_Request:_ Convert all the rows below into a JSON list of strings, one string per line, with blank lines omitted. Leave the pictures out of the list.

_Record list:_
>>>>

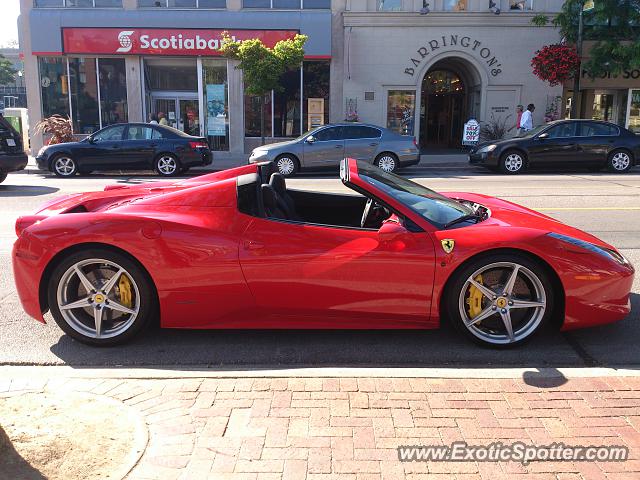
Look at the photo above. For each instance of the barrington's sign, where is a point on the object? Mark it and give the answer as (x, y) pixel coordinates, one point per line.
(159, 41)
(458, 42)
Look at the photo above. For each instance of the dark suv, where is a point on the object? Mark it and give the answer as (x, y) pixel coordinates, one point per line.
(12, 156)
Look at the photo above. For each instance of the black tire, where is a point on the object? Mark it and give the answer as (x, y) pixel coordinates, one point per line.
(287, 165)
(513, 162)
(144, 294)
(620, 161)
(64, 166)
(526, 322)
(387, 161)
(167, 165)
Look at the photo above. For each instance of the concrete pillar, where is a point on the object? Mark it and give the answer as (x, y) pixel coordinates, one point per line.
(31, 75)
(134, 89)
(236, 108)
(336, 78)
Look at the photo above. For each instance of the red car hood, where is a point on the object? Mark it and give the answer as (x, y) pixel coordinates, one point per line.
(508, 214)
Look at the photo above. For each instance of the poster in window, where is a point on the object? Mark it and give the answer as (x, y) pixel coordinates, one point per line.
(216, 111)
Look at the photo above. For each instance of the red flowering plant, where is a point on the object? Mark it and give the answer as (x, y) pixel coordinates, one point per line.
(556, 63)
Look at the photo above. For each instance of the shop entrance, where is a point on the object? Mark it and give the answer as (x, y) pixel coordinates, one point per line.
(179, 111)
(443, 108)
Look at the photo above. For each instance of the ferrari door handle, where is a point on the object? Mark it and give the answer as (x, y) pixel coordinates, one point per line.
(252, 245)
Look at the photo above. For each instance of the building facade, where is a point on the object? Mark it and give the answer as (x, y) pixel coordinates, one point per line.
(419, 68)
(108, 61)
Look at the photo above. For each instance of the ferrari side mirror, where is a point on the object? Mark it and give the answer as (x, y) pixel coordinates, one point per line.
(391, 231)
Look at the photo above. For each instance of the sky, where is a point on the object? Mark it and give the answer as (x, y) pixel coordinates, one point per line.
(9, 11)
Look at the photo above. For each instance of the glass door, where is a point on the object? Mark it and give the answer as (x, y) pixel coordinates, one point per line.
(189, 117)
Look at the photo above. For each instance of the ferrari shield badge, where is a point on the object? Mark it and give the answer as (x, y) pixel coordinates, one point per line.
(448, 244)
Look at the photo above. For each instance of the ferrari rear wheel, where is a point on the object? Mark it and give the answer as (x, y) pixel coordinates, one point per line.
(100, 297)
(500, 300)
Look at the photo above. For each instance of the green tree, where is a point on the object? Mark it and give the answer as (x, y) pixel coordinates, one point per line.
(262, 66)
(7, 72)
(613, 26)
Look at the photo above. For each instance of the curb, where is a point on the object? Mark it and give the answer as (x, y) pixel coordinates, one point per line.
(158, 372)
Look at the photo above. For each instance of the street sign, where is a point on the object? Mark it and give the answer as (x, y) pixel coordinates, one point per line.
(471, 132)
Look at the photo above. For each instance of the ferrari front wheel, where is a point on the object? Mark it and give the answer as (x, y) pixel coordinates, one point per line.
(500, 300)
(100, 297)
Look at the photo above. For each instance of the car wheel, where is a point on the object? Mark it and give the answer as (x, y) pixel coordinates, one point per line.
(620, 161)
(287, 165)
(512, 162)
(387, 162)
(500, 300)
(64, 166)
(167, 165)
(100, 297)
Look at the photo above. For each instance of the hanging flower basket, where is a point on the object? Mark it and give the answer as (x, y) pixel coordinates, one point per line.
(556, 63)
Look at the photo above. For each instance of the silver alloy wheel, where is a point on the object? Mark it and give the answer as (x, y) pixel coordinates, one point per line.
(513, 162)
(387, 163)
(167, 165)
(286, 165)
(499, 301)
(91, 303)
(620, 161)
(64, 166)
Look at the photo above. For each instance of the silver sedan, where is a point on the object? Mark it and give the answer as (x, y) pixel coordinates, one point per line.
(327, 145)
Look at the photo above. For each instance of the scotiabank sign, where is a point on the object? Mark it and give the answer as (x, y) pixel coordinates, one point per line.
(159, 41)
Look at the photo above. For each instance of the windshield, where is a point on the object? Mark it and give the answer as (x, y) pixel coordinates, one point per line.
(533, 131)
(436, 208)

<<<<

_Full solution:_
[
  "Look at the photo above. For each instance of the barrington's sign, where is a point on the object? Mark it and give the answer as (x, y) pixel coordinates, one point per line.",
  "(159, 41)",
  "(458, 42)",
  "Look at the photo above. For each instance of the dark suv, where is a point on the object? Mark it and give the answer as (x, y) pixel coordinates, one point per line.",
  "(12, 156)",
  "Look at the photo above. For each instance of the black tire, where is a point on the object? Mark it and give the answer as (x, y) pixel coordinates, one point per line.",
  "(287, 165)",
  "(513, 162)",
  "(144, 294)",
  "(620, 161)",
  "(64, 166)",
  "(526, 322)",
  "(387, 161)",
  "(167, 165)",
  "Look at the photo above. For each instance of the concrete pillar, where is a point on the object? Mark it and give the answer as (x, y) pixel coordinates, one point per line.",
  "(31, 75)",
  "(134, 89)",
  "(236, 108)",
  "(336, 78)",
  "Look at the photo above. For each instance of the red car hood, where is a point on the object? Mark it and give the answer as (x, y) pixel coordinates, one point per line.",
  "(508, 214)",
  "Look at the photo above. For each instance of the poster in window, where is a point on the object? Mark it and give the answer as (x, y) pixel coordinates, one point per line.",
  "(216, 111)",
  "Look at the photo above. For each instance of the red flowering plant, where is a point on the object? Mark it and give the answer as (x, y) pixel coordinates, one point per line.",
  "(556, 63)",
  "Look at the photo above. For each instance of the shop entrance, where is a point on the object? Mark it and give the answer as (x, y) pixel coordinates, one point per line.",
  "(179, 111)",
  "(443, 108)",
  "Look at the photo above. For each instance of the ferrari door handle, where is a point on the object? Mark it and give the answer as (x, y) pixel coordinates, one point per line.",
  "(252, 245)",
  "Look at the photo above. For each instance of the building facade, where is a point on the object? Mark it and give the answer as (x, y) pixel coordinates, one point per line.",
  "(419, 68)",
  "(108, 61)",
  "Look at the photo above. For each instance of the ferrari side mirror, where is a point on the object? Mark it and give the answer as (x, y) pixel coordinates, one point per line.",
  "(391, 231)",
  "Look at the photo above. For each instance of the sky, where is a point on the object? Mark it and give the answer as (x, y) pixel coordinates, one point per line.",
  "(9, 11)",
  "Look at the photo above. For each instance of the glass door, where is a point on the object? Mark it and give the answer as (x, y) pixel coordinates, one point per line.",
  "(189, 117)",
  "Look at the photo above. For each instance of the ferrari shield badge, where is a point on the object? Mark it and give the answer as (x, y) pixel coordinates, one point per line.",
  "(448, 244)",
  "Look at the photo above. For each instance of the ferrari rear wheel, where is a point on the object? Mark it and give the answer as (x, y) pixel coordinates, one point per line.",
  "(100, 297)",
  "(500, 300)",
  "Look at the photo above. For each instance of the green tree, where is a point on the object? Mark it and give the answer as (x, y) pixel coordinates, one point per line.",
  "(262, 66)",
  "(7, 72)",
  "(613, 26)",
  "Look at the photo above. For each instance of the curb, where is a point on the object? Mark it and give the answer as (x, y) pixel coordinates, one point per line.",
  "(158, 372)",
  "Look at the photo above. For each instance of the street sign, where is a point on the object? Mark it and give the answer as (x, y) pixel coordinates, one point per line.",
  "(471, 132)",
  "Look at the photo above. For each instance of the ferrari front wheel, where is a point on the object? Mark it and give the answer as (x, y) pixel coordinates, one point per line.",
  "(500, 300)",
  "(100, 297)",
  "Look at the photo above. For each instance of the car wheel, where is a point on the object? Mark it and give the answer as (x, y) pixel coordinates, one point per line.",
  "(620, 161)",
  "(287, 165)",
  "(512, 162)",
  "(387, 162)",
  "(500, 300)",
  "(64, 166)",
  "(167, 165)",
  "(100, 297)",
  "Look at the photo above. For each instance of the hanging flower basket, where is a point on the object? Mark it and give the answer as (x, y) pixel coordinates, one point per line.",
  "(556, 63)",
  "Look at the photo above. For each instance of the silver alloy wheel, where is a point on the object? Mark it and give the answer as (x, y) pixel coordinates, one point per line.",
  "(513, 162)",
  "(387, 163)",
  "(167, 165)",
  "(286, 165)",
  "(499, 301)",
  "(91, 303)",
  "(620, 161)",
  "(64, 166)",
  "Look at the photo above. For each instance of the silver sedan, where is a point on the object? Mark it and give the answer as (x, y) pixel coordinates, one point per line.",
  "(327, 145)",
  "Look at the photo above. For each instance of the scotiabank sign, where is a point on the object? Mark it and give the answer as (x, y) pixel coordinates, one point per line.",
  "(159, 41)",
  "Look at the photo above. For each instance of the windshield, where is a point on the object? Mark it and give the answer as (x, y) pixel coordinates, one point per line.",
  "(533, 131)",
  "(436, 208)"
]